---------- SOURCE DATA ----------

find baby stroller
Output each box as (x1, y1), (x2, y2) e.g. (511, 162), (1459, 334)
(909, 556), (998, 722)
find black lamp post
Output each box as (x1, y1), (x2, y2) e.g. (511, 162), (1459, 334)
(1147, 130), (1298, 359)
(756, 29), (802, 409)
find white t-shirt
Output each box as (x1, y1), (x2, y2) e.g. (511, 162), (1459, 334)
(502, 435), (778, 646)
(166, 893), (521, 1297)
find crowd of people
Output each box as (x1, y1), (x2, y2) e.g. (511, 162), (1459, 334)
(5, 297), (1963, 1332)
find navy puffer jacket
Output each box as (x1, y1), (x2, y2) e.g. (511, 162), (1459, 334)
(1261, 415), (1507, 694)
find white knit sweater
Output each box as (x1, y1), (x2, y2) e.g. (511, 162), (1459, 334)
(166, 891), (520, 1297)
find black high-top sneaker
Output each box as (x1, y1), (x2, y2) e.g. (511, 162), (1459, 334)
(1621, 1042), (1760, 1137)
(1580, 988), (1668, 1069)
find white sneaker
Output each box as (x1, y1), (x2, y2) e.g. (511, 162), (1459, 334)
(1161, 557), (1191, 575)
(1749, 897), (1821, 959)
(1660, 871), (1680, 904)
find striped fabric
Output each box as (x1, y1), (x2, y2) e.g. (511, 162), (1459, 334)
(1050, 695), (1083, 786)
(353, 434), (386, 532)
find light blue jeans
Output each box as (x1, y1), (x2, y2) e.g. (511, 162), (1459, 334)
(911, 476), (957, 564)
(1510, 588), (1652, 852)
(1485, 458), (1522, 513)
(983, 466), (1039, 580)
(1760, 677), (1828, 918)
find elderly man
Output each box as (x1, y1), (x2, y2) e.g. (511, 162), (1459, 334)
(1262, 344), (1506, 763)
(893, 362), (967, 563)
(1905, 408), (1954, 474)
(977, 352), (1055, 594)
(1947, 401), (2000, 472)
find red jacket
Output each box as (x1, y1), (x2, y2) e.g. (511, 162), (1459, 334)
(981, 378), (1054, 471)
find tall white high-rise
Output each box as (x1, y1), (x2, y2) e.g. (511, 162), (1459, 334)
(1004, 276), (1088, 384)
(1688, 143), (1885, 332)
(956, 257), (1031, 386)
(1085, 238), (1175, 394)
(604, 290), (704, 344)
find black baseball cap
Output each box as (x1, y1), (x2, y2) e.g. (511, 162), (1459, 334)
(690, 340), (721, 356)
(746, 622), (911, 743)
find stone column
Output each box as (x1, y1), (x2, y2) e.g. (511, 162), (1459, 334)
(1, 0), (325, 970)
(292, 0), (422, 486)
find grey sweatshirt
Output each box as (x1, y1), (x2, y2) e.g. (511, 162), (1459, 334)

----------

▶ _EXERCISE_: Find the string "sneaker" in the material above, and report every line where it occurs.

▶ _ANSWER BELOW_:
find black high-top sneaker
find white sneaker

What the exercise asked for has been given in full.